→ Challenge: List each line of the entries below that contains the word "mountain". Case counts.

→ Records for the exercise:
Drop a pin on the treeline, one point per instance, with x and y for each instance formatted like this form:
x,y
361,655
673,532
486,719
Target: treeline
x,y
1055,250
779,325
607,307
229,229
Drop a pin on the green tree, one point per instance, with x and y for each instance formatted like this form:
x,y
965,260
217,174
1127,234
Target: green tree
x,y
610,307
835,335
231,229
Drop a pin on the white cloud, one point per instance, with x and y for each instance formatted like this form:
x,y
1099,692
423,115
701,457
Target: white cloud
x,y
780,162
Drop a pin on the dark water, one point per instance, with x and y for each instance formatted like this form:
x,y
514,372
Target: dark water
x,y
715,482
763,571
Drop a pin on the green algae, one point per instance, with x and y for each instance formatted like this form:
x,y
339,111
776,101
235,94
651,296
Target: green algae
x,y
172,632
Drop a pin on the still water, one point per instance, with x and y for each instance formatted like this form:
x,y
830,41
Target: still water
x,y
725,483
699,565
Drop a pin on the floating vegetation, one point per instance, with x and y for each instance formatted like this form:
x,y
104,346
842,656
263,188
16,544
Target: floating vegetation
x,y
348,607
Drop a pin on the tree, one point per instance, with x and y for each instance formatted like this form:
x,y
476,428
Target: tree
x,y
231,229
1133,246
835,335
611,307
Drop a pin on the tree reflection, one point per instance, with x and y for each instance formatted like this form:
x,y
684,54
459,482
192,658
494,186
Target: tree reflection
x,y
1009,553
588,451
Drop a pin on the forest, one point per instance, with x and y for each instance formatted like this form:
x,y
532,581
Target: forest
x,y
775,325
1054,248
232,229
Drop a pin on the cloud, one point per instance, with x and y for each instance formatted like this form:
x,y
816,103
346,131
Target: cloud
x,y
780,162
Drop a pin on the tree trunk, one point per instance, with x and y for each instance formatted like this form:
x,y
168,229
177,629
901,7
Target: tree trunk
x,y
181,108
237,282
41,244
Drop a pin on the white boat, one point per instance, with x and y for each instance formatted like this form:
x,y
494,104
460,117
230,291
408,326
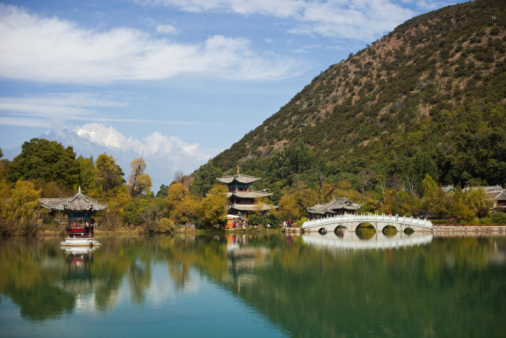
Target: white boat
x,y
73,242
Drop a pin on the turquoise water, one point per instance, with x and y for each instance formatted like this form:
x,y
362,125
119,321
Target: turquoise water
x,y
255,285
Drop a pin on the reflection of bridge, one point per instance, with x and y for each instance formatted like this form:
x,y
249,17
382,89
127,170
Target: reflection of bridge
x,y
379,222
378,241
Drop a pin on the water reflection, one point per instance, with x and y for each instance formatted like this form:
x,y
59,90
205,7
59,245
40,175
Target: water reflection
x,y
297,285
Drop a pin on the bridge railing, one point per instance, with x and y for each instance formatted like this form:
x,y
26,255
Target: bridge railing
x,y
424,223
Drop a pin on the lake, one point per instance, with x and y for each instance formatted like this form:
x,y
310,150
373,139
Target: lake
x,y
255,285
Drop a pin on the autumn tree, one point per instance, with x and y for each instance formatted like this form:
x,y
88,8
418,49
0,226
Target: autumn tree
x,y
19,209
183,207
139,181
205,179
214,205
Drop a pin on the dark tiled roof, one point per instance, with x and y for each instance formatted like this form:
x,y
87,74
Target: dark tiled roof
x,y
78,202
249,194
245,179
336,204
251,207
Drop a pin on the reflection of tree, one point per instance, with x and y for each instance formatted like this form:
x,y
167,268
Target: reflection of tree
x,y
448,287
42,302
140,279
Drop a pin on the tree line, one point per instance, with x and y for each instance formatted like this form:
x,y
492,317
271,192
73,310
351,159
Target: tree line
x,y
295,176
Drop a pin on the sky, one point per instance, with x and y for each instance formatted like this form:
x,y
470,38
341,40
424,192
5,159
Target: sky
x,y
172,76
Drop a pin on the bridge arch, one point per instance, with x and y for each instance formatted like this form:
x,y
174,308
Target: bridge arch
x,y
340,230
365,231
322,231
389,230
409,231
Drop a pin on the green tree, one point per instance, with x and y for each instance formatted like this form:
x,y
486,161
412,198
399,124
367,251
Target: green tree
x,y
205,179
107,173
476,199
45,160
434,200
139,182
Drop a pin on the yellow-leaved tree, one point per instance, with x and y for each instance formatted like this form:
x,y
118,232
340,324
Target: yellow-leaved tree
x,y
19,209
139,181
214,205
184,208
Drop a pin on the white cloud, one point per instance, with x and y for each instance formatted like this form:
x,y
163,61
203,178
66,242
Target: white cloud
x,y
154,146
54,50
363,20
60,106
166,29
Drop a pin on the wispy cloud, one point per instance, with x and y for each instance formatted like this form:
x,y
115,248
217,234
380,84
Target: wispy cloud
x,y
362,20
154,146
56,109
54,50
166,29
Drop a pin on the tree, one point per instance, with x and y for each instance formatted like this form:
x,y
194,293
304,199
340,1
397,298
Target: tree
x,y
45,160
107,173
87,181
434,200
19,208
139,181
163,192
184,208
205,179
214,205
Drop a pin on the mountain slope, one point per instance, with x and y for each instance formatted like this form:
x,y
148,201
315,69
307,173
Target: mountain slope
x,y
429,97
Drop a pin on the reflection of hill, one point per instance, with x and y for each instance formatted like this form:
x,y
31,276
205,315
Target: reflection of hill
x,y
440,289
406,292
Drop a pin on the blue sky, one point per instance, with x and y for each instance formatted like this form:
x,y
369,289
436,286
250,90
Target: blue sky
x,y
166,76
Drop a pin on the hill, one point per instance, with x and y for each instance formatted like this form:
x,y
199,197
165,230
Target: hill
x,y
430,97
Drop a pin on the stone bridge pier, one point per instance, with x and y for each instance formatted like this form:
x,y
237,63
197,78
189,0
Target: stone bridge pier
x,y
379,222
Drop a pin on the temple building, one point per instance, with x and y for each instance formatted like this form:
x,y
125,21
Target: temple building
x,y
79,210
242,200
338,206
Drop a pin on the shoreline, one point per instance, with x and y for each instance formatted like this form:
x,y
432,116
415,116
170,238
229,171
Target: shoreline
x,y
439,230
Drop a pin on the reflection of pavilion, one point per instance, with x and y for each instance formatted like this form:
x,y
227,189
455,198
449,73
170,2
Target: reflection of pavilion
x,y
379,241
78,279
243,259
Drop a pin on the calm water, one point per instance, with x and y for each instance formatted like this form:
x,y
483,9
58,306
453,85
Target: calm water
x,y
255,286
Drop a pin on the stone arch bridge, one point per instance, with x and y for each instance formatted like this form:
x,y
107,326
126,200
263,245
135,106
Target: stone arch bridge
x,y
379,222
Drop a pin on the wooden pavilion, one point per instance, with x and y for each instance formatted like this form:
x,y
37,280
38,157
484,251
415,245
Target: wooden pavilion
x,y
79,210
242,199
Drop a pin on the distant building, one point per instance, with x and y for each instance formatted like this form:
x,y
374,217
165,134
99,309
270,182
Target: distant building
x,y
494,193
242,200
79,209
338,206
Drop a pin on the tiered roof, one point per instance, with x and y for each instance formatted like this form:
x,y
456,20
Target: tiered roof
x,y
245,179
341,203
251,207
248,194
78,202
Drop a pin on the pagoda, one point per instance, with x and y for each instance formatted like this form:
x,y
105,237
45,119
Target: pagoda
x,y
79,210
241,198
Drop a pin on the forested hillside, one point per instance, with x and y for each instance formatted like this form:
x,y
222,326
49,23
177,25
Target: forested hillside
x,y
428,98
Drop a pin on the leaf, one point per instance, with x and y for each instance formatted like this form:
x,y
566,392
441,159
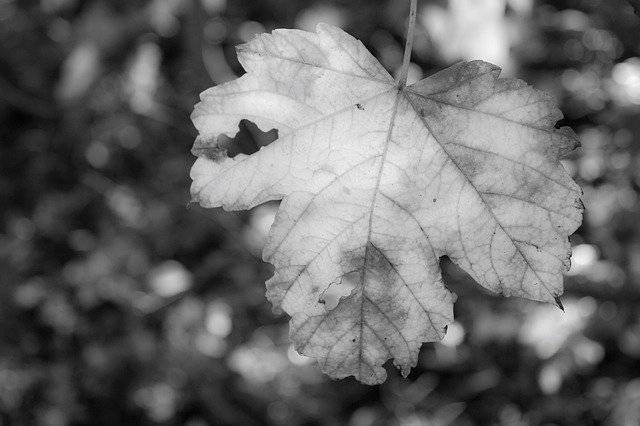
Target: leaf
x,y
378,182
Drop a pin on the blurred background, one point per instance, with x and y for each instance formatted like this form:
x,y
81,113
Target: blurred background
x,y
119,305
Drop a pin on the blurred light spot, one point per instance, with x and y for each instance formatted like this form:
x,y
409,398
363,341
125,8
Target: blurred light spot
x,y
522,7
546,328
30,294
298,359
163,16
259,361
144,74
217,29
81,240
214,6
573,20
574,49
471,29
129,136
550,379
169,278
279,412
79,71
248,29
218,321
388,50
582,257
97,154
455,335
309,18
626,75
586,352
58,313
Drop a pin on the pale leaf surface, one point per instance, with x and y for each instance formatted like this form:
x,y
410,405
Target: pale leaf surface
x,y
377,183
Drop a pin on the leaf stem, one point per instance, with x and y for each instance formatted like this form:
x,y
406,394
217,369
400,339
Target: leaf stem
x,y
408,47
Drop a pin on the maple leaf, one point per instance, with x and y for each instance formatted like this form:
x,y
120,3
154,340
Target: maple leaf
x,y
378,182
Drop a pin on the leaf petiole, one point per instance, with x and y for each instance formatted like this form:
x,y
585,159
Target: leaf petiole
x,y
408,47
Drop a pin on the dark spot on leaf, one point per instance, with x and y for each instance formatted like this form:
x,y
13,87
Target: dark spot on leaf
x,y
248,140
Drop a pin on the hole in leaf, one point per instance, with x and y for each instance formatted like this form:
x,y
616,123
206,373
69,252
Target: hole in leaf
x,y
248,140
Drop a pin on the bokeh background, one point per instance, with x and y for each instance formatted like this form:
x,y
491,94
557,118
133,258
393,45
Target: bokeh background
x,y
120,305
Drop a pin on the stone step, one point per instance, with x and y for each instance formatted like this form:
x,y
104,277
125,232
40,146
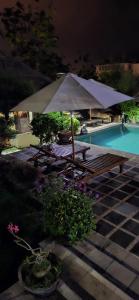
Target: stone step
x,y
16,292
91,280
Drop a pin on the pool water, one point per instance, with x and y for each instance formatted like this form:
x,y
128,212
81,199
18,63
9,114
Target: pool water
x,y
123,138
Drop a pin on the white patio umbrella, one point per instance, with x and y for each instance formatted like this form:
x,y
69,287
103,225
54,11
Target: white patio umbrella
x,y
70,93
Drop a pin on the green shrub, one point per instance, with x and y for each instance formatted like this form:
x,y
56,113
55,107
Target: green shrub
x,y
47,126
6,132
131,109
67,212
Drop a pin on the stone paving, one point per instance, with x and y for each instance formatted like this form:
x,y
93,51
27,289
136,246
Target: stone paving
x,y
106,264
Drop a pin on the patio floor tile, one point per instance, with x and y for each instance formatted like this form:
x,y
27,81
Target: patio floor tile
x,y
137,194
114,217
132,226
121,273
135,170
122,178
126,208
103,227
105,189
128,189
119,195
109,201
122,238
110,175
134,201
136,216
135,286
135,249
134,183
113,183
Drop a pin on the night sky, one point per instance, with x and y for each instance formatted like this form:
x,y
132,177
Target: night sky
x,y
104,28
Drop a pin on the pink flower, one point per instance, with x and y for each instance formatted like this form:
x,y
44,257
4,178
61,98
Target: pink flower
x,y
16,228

...

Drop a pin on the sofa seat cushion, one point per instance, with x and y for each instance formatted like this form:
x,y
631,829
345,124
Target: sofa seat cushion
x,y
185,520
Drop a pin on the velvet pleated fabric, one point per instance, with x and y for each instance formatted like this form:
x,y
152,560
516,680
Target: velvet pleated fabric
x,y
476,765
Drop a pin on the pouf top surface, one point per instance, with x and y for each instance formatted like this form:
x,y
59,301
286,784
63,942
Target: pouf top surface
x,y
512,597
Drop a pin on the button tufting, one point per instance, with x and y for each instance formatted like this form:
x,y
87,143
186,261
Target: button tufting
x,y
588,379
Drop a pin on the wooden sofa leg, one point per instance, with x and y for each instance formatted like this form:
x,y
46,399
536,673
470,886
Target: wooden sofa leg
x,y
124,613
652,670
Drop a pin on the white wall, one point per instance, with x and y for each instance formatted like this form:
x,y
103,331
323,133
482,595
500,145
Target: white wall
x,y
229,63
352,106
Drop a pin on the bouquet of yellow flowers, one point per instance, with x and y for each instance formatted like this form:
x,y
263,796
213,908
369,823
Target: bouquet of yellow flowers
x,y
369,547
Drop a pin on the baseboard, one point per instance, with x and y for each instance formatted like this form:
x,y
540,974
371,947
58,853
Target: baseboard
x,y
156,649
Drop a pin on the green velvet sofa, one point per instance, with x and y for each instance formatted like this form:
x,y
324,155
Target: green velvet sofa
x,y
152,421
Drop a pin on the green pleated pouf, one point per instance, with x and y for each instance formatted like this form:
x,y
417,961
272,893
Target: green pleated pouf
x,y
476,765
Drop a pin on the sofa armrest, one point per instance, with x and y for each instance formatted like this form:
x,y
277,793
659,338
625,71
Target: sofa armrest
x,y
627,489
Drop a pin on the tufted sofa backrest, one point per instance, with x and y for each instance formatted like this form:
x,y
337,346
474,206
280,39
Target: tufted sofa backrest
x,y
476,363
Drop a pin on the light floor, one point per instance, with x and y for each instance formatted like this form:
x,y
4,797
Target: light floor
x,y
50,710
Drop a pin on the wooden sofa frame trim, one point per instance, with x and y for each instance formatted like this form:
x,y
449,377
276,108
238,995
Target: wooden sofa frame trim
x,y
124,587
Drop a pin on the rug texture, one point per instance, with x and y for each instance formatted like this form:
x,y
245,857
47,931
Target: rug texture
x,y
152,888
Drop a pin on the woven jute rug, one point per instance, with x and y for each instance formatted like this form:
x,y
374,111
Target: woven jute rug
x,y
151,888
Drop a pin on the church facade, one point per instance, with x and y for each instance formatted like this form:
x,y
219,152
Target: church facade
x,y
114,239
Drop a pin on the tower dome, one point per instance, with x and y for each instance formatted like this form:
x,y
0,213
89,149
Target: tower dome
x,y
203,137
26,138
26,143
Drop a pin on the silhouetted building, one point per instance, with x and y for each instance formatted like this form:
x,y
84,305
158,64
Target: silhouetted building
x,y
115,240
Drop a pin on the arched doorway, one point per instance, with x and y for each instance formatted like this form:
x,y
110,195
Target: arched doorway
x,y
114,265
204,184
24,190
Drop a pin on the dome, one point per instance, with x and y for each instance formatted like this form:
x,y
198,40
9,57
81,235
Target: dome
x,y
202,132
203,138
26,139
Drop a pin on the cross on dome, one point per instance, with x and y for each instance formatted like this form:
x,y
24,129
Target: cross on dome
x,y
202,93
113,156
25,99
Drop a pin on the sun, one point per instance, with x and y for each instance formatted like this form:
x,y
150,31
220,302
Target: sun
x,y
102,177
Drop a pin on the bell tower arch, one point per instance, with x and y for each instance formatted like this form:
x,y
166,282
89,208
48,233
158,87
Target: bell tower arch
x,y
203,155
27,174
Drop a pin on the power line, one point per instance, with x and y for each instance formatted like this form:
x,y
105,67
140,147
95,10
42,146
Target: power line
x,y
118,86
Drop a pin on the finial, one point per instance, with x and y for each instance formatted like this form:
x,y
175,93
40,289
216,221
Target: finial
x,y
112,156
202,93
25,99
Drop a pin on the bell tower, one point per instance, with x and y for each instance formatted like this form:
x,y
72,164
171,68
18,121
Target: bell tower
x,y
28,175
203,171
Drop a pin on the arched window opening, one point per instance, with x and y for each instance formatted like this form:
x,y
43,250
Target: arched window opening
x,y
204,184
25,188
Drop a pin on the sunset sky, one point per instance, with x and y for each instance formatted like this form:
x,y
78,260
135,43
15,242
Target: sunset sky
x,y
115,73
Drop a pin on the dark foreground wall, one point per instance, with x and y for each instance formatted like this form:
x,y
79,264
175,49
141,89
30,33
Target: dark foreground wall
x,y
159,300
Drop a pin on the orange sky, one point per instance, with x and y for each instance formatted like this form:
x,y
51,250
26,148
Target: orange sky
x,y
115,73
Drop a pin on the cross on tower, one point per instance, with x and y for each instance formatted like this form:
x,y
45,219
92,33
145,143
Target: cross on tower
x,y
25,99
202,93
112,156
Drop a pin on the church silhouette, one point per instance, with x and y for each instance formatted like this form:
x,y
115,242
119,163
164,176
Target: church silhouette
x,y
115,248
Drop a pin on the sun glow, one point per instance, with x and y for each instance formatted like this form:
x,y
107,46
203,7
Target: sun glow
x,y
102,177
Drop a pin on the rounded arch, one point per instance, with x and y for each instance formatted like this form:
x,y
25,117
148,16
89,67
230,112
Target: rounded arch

→ Correct output:
Drop a pin on the mountain slope, one point per instance, with x and y for each instance formatted like this form:
Target: mountain slope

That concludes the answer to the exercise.